## READING TEXT:
------------------------

Those who first received the Law viewed obeying it a privilege, not a restriction. Can New Testament Christians also see the beauty in these ancient texts? (This is another in a series of articles titled “Reading the Bible for All It’s Worth” that Matt Proctor is writing this year.)
By Matt Proctor
Last week we considered the challenge to look again at the Old Testament Law. We listened to the testimony of Christians whose lives had been changed by reconsidering the purposes behind all the directives God gives in the legal portions of Exodus, Leviticus, Numbers, and Deuteronomy. We considered the first rule for studying Old Testament Law: “Thou shalt remember the original audience.”
Now we’re ready for the second principle:
Thou Shalt Remember the Theological Purpose
While we can understand the Old Testament Law when we think like an ancient Israelite, we must apply the Law as a 21st-century Christian. But first we ought to ask: does it apply? After all, Romans 10:4 says, “Christ is the end of the law so that there may be righteousness for everyone who believes.” Likewise, Galatians 5:18 says, “But if you are led by the Spirit, you are not under law.” So some Christians argue that the Mosaic Law has nothing to say to us. Martin Luther famously said, “Moses was an intermediary solely for the Jewish people, to whom God gave the law . . . Moses does not concern us. If anyone confronts you with Moses and his commandments . . . say ‘Go to the Jews with your Moses; I am no Jew, don’t entangle me with Moses.’”1
But in both Romans 10:4 and Galatians 5:18, Paul is specifically correcting legalism, not discounting Law. He is saying that Law cannot save us, but he is not saying that Law cannot teach us. In fact, as 2 Timothy 3:16, 17 has already made clear, Paul does believe the Old Testament Law is “useful for teaching, rebuking, correcting and training in righteousness.”
In what ways specifically does the Law teach us? I think the Old Testament Law is meant to serve at least three purposes. It teaches us by acting as a window, a mirror, and a picture.

------------------------

## ROWS:
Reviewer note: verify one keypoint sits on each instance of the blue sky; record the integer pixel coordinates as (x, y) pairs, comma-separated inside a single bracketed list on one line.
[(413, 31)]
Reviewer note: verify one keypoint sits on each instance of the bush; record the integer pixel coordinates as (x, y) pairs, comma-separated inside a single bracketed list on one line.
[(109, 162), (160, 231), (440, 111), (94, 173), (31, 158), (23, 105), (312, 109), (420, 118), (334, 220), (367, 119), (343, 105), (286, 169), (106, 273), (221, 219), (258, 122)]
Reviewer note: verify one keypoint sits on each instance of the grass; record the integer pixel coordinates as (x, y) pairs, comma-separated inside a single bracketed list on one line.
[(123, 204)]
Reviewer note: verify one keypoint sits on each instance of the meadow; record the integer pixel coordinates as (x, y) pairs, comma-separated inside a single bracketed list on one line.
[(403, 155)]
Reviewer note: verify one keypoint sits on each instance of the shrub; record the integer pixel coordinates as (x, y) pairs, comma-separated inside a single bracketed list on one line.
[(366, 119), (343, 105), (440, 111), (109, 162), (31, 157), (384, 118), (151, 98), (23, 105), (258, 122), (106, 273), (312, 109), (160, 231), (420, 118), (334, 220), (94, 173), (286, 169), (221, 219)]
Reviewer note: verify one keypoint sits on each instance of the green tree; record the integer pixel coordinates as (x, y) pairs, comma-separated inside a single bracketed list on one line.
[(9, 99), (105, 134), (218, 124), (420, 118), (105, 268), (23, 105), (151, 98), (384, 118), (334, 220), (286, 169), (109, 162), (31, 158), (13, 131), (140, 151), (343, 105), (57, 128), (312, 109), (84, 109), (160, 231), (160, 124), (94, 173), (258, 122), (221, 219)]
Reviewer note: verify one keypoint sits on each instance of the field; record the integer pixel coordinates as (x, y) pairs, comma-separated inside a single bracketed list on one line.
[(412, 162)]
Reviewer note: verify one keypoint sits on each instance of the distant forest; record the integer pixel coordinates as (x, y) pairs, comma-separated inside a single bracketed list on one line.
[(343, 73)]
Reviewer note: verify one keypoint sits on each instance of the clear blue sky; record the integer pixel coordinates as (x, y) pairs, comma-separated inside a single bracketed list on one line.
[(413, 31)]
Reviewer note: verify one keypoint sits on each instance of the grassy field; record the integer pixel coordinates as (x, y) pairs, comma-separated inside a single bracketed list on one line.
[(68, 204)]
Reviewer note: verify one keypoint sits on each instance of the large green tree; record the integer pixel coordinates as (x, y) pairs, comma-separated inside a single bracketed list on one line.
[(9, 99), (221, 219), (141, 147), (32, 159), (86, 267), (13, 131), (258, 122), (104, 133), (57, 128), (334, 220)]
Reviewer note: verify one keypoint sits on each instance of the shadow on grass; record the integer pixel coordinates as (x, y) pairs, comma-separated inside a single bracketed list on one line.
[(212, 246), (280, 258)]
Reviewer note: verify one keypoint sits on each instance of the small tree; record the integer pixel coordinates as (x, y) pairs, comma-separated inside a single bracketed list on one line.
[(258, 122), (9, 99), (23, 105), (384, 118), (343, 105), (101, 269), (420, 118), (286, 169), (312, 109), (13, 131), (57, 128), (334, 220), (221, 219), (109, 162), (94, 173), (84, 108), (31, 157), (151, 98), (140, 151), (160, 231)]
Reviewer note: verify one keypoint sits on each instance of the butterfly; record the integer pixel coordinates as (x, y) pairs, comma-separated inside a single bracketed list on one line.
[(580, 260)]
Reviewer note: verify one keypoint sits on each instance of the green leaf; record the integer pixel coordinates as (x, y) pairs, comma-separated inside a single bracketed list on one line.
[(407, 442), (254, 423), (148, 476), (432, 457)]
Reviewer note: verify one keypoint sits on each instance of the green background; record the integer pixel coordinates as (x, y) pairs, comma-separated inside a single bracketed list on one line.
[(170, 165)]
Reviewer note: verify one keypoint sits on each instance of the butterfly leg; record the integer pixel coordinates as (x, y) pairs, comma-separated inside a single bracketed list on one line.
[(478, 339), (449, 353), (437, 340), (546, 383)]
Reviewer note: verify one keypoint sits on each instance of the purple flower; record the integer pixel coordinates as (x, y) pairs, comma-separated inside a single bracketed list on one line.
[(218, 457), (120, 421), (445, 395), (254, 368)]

------------------------

## GIVEN PROBLEM:
Copy out the article above on reading Old Testament Law in full, word for word.

## REPLY:
Those who first received the Law viewed obeying it a privilege, not a restriction. Can New Testament Christians also see the beauty in these ancient texts? (This is another in a series of articles titled “Reading the Bible for All It’s Worth” that Matt Proctor is writing this year.)
By Matt Proctor
Last week we considered the challenge to look again at the Old Testament Law. We listened to the testimony of Christians whose lives had been changed by reconsidering the purposes behind all the directives God gives in the legal portions of Exodus, Leviticus, Numbers, and Deuteronomy. We considered the first rule for studying Old Testament Law: “Thou shalt remember the original audience.”
Now we’re ready for the second principle:
Thou Shalt Remember the Theological Purpose
While we can understand the Old Testament Law when we think like an ancient Israelite, we must apply the Law as a 21st-century Christian. But first we ought to ask: does it apply? After all, Romans 10:4 says, “Christ is the end of the law so that there may be righteousness for everyone who believes.” Likewise, Galatians 5:18 says, “But if you are led by the Spirit, you are not under law.” So some Christians argue that the Mosaic Law has nothing to say to us. Martin Luther famously said, “Moses was an intermediary solely for the Jewish people, to whom God gave the law . . . Moses does not concern us. If anyone confronts you with Moses and his commandments . . . say ‘Go to the Jews with your Moses; I am no Jew, don’t entangle me with Moses.’”1
But in both Romans 10:4 and Galatians 5:18, Paul is specifically correcting legalism, not discounting Law. He is saying that Law cannot save us, but he is not saying that Law cannot teach us. In fact, as 2 Timothy 3:16, 17 has already made clear, Paul does believe the Old Testament Law is “useful for teaching, rebuking, correcting and training in righteousness.”
In what ways specifically does the Law teach us? I think the Old Testament Law is meant to serve at least three purposes. It teaches us by acting as a window, a mirror, and a picture.